--- Work order 1 ---
Decide whether each statement below agrees with the parish notice, answering yes or no and quoting the words of the notice that decide it: (a) the 10.00 Sunday Eucharist is held at St Audoen, Cornmarket; (b) the Carol Service takes place on Sunday 10 November; (c) Sam Byrne read from Joel at the harvest Family Service.
--- Work order 2 ---
Reproduce the part of the parish notice that opens with the words containing "11.30 Eucharist, St" and closes with "and mince pies.".
--- Work order 3 ---
Write the next part of the parish notice, picking up after its final sentence.

═══ Source text

The Parish of Saint Catherine & Saint James with Saint Audoen
Canon Mark Gardner Tel: 01 454 2274 Mobile 087 266 0228
Diocesan Lay Reader: James Kilbey
Review Distribution: Margery Bell Tel: 01 4542067
Organist: Harry Meehan
Service times every Sunday
10.00 Eucharist, St Audoen, Cornmarket (Parking in Francis Street is free on Sundays).
11.30 Eucharist, St Catherine & St James, Donore Avenue.
Sunday 10 November Family Service, with an act of remembrance, followed by tea and coffee.
Sunday 15 December Carol Service, and mince pies.
At the Church of St Catherine & St James, on Sunday 13 November, Alexander David Benson, son of Ralph Benson and Margaret Matthews of Clarence Mangan Road, Dublin 8. His Godparents are Victoria Smyth and Matthew Levell. ‘of such is the Kingdom of heaven.’
Thanksgiving for the blessings of harvest
We gave thanks to the Creator for the fruits of harvest at Family Service, combined with Holy Baptism, on Sunday 13 October. Many thanks to those who decorated the Church and provided tea, coffee and nice things to eat afterwards. St Teresa’s Donore Avenue was represented by Sam Byrne, Pastoral Assistant, who read the familiar reading from Joel in a modern translation: ‘fields, don’t be afraid, but be joyful and glad’. It shows what changes there have been at ground level, that she is practically a curate.
The evening before the Rector was invited to Family Mass at St Teresa’s with a children’s choir and the theme of Harvest, with a touch of Halloween in the decorations! Fr David Corrigan celebrated, and was most inclusive of his Anglican neighbour in the liturgy, reading the Gospel and assisting in the administration at his kind invitation. We wish him well as he recovers from surgery to implant a pacemaker. Really, he should have been resting.

══════
═══ Records provided

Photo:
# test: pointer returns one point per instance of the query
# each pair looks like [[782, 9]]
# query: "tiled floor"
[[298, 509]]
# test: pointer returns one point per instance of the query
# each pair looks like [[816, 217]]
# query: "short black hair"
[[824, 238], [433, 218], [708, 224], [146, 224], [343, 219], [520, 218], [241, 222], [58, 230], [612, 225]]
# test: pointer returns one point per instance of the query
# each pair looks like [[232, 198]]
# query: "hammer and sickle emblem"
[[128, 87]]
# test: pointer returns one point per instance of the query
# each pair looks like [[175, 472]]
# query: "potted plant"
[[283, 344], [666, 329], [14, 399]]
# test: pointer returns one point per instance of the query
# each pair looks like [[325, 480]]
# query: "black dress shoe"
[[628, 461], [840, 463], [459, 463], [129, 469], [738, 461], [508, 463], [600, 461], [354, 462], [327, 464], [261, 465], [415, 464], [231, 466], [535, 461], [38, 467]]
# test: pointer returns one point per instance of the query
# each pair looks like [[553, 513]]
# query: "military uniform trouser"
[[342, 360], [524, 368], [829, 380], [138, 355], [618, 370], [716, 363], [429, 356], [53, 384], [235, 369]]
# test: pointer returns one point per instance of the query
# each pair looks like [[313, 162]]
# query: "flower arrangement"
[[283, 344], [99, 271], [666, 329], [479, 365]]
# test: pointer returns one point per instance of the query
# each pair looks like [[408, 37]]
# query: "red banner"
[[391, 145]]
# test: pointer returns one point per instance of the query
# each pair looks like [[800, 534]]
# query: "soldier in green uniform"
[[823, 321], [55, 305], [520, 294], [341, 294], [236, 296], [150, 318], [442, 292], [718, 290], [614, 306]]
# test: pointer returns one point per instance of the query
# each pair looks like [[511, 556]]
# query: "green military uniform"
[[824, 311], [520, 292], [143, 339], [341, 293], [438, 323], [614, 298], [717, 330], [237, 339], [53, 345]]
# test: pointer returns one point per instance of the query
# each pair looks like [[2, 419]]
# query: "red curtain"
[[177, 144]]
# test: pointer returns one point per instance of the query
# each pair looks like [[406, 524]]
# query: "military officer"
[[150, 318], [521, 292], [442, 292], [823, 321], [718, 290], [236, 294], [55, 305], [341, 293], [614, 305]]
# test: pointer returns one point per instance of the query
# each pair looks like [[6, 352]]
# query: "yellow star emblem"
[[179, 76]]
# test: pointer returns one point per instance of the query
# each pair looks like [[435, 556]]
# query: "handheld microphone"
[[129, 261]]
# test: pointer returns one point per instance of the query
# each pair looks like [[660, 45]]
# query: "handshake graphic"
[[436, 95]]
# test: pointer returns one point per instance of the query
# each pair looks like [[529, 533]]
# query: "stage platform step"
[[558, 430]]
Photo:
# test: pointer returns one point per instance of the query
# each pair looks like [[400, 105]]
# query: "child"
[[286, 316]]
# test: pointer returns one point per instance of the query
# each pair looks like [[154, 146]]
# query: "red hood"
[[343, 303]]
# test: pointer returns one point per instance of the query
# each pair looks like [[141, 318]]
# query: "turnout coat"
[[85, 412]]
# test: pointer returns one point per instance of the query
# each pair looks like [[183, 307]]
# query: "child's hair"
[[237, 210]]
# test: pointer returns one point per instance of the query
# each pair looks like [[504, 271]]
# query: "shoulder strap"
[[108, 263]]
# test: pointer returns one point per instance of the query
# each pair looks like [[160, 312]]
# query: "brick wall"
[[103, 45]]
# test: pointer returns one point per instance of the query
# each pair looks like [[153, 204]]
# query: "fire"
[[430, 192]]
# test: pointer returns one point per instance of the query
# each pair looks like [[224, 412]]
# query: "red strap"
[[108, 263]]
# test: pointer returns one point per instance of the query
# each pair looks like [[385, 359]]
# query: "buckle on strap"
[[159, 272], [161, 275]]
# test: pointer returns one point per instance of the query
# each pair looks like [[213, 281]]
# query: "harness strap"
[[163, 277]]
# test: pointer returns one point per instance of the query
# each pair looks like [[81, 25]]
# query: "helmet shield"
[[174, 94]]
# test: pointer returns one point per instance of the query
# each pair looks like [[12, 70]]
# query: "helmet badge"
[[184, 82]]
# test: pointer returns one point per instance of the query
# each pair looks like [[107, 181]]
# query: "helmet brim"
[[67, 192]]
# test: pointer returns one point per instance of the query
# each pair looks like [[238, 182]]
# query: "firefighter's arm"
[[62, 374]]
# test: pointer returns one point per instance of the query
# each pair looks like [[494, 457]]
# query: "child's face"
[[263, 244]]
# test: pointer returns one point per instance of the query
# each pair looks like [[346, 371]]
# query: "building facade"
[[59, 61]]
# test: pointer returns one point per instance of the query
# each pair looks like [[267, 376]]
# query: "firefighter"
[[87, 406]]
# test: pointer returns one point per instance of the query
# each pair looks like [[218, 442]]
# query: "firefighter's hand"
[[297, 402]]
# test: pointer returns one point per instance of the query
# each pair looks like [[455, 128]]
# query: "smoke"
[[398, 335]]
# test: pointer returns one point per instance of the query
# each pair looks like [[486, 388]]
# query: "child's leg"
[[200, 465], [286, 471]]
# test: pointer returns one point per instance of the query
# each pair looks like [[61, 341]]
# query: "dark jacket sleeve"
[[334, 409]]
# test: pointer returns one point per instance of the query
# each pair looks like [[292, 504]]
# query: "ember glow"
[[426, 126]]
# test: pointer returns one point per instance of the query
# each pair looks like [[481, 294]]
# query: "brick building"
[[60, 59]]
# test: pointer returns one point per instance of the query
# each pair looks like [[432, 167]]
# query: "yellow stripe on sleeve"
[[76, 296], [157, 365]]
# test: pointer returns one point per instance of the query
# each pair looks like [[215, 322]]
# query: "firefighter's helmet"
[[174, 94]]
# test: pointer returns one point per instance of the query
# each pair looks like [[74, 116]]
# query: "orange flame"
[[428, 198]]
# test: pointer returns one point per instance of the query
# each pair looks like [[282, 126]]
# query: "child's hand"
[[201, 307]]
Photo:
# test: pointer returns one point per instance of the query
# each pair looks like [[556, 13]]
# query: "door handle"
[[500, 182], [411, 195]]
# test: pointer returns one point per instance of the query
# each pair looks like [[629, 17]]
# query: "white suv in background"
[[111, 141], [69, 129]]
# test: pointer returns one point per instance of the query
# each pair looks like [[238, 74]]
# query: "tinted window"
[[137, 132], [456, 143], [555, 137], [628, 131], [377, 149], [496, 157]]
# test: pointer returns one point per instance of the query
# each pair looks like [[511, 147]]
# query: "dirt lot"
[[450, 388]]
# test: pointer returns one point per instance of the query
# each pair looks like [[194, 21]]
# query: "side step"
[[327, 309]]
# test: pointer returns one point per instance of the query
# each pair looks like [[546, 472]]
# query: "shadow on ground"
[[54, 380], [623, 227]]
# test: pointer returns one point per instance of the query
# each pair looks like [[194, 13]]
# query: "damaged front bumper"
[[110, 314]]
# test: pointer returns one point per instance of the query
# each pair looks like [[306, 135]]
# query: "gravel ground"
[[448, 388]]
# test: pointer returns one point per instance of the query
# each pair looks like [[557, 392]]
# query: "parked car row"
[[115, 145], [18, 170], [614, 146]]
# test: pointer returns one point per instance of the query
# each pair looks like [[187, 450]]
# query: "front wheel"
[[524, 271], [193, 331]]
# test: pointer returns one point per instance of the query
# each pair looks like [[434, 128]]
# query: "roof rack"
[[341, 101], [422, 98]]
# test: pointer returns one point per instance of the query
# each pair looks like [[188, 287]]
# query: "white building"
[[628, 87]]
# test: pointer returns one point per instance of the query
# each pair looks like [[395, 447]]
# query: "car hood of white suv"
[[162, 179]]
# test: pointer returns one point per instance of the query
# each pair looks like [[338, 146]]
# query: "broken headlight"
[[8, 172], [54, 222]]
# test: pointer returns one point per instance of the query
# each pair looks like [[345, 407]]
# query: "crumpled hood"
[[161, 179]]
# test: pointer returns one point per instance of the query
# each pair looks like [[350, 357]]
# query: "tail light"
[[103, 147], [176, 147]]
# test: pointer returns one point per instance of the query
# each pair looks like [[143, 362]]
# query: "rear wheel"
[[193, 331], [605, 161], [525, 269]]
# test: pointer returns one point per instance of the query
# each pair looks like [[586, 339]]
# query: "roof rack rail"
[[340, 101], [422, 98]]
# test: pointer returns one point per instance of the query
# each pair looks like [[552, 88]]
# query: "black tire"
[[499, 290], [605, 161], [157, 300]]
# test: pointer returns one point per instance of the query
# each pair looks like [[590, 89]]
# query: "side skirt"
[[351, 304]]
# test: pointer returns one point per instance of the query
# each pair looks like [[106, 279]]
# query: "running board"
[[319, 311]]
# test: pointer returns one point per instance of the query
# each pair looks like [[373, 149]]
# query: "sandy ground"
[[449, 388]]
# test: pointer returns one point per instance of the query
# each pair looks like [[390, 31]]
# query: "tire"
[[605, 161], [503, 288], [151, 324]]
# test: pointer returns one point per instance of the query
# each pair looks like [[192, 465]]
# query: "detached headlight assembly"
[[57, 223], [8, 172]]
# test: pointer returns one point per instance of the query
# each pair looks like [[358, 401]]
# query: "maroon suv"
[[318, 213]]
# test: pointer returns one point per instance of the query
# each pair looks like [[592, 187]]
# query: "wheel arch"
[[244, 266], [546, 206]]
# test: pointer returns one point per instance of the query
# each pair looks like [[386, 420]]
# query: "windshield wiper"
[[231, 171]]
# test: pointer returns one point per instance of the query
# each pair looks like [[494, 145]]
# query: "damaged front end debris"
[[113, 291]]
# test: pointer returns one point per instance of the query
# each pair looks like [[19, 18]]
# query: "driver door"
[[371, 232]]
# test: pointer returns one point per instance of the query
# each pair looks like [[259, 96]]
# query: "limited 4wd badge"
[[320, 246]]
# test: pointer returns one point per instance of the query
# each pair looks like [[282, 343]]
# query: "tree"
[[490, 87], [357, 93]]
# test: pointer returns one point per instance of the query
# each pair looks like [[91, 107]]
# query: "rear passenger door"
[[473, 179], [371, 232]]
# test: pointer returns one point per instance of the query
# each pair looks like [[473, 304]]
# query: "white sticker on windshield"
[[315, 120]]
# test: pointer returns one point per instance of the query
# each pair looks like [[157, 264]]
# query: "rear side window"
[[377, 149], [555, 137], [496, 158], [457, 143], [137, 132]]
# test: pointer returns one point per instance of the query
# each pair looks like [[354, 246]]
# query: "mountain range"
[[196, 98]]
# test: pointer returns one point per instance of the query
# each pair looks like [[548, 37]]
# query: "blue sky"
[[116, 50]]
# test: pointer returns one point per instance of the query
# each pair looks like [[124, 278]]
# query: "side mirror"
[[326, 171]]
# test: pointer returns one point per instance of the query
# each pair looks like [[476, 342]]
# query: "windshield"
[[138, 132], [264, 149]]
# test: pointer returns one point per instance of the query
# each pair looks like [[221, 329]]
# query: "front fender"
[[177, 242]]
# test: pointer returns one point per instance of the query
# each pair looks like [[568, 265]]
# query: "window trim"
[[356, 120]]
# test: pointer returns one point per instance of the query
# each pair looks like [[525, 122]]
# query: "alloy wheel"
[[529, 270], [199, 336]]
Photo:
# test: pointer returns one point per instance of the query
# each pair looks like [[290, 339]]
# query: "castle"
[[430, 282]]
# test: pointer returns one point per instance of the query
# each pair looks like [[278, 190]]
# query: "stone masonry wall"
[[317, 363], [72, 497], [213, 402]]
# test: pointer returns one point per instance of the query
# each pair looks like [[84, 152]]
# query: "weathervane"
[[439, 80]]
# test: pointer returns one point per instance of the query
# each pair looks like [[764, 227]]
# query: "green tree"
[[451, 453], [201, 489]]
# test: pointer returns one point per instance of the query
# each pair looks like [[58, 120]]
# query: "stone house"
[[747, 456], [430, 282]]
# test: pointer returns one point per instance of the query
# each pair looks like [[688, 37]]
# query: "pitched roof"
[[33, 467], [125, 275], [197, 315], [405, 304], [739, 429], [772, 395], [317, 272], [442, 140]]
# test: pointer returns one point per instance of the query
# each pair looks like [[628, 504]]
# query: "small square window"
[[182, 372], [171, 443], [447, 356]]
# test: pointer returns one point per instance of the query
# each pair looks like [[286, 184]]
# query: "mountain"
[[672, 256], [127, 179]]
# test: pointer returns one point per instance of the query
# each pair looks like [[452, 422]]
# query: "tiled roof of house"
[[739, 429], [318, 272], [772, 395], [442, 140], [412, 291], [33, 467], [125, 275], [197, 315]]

══════

--- Exercise result 1 ---
(a) Yes: "10.00 Eucharist, St Audoen, Cornmarket"
(b) No: "Sunday 15 December Carol Service, and mince pies."
(c) Yes: "St Teresa’s Donore Avenue was represented by Sam Byrne, Pastoral Assistant, who read the familiar reading from Joel in a modern translation"

--- Exercise result 2 ---
11.30 Eucharist, St Catherine & St James, Donore Avenue.
Sunday 10 November Family Service, with an act of remembrance, followed by tea and coffee.
Sunday 15 December Carol Service, and mince pies.

--- Exercise result 3 ---
St Audoen’s Cornmarket
The final stage of the exterior works is under way, and the scaffolding is up again, on the two remaining sides of the tower in need of repointing and the replacement of some of the stone. The hard cement pointing used years ago proved to be unsuitable, as the stone failed before the pointing, which was then left hanging like a cobweb of cement until it fell off. We were delighted to be recently informed by Rosie Smallwood of Kevin Blackwood and Associates, Architects, that the grant aid we have received has been increased to an overall figure of €50.000, almost a quarter of the total cost. The fabric, including the exposed upper surfaces of the gable ends, should soon be more watertight than it has been for many years.
The staff of the Office of Public Works Visitor Centre are a group of very well informed people, as well as being most courteous and helpful in their support of the worshipping congregation. Neil Moxon has been doing detailed research into the monuments in the Church and the ruins. He has deciphered an inscription, which was previously unknown and unattested, in the Portlester Chapel. Washing with water revealed a marble plaque on a table tomb, inscribed ‘Here lies the Body of Lieutenant Roger Coughlan 83rd Regiment, who died 28th of March 1834 aged 24 years.’ It was, as reported in the newspapers, a ‘Melancholy Suicide’; and the verdict of the Coroner’s Jury was ‘Temporary Insanity’.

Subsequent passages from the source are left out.